◆ METTI IN PRATICA:
1. Rispondi alle seguenti domande sull'intervista sugli indennizzi vaccinali, riportando le risposte con le stesse lettere.
(a) Quale sentenza della Corte costituzionale, con numero e anno, viene citata?
(b) Chi è indicato come redattore di quella sentenza?
(c) Secondo la Corte, che cosa si sviluppa naturalmente negli individui in presenza di una effettiva campagna a favore di un trattamento vaccinale?
2. Prosegui l'intervista sugli indennizzi vaccinali partendo subito dopo l'ultima domanda posta alla professoressa.

◆ TESTO FORNITO:
● ● ●

Professoressa, partiamo da cosa dice la Corte costituzionale a proposito di indennizzi?
«La Corte costituzionale nella sentenza 118 del 2020 (Redattore Zanon) ed in altre pronunce in punto di indennizzo ha chiarito che: «In presenza di una effettiva campagna a favore di un determinato trattamento vaccinale, è naturale che si sviluppi negli individui un affidamento nei confronti di quanto consigliato dalle autorità sanitarie: e ciò di per sé rende la scelta individuale di aderire alla raccomandazione obiettivamente votata alla salvaguardia anche dell’interesse collettivo, al di là delle particolari motivazioni che muovono i singoli” per cui anche se il vaccino non è obbligatorio l’indennizzo, nel caso, va comunque riconosciuto».
Green passe e obbligo vaccinale. Lei da che parte sta?

● ● ●

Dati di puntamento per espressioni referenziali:
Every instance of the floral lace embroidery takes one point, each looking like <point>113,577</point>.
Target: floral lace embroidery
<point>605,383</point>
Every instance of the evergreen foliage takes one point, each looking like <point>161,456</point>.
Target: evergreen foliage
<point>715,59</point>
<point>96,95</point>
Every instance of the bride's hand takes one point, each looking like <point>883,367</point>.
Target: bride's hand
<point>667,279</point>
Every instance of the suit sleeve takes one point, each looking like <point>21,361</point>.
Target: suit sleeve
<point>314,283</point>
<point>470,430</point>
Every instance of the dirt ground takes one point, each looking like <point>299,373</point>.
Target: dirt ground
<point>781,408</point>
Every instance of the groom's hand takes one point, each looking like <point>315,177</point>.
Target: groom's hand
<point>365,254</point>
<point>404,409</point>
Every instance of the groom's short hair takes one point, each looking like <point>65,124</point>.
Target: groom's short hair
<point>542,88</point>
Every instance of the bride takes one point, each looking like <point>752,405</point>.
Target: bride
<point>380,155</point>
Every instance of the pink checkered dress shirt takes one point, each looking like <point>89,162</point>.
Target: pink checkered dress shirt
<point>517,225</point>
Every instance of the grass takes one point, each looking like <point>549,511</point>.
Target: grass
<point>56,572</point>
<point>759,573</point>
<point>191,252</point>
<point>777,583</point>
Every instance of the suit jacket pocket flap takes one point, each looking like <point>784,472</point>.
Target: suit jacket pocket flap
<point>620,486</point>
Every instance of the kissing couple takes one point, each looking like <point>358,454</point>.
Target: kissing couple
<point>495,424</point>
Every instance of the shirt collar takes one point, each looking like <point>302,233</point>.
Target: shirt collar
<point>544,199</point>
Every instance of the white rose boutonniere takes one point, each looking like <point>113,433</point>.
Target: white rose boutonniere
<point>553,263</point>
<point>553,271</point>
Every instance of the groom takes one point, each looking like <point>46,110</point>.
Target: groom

● ● ●

◆ RISPOSTE PER COMPITO:
1.
(a) La sentenza 118 del 2020.
(b) Zanon.
(c) Un affidamento nei confronti di quanto consigliato dalle autorità sanitarie.

2.
«Quale incentivo al vaccino o al tampone, il green pass è una “spinta gentile” del legislatore perché non coercitiva, ma ispirata alle forme premiali tipiche del gioco. Ad ogni modo, se questo è il quadro, ben si comprende la delicatezza del profilo sanzionatorio (e dei relativi controlli) in quei casi in cui la sanzione viene erogata in forza non di un obbligo (vaccinale) legislativamente sancito, ma della sola mancata esibizione di una certificazione di natura amministrativa (quale è il green pass) che, in via generale, chiunque potrebbe anche per svariati motivi non richiedere e non avere (pur essendo vaccinato).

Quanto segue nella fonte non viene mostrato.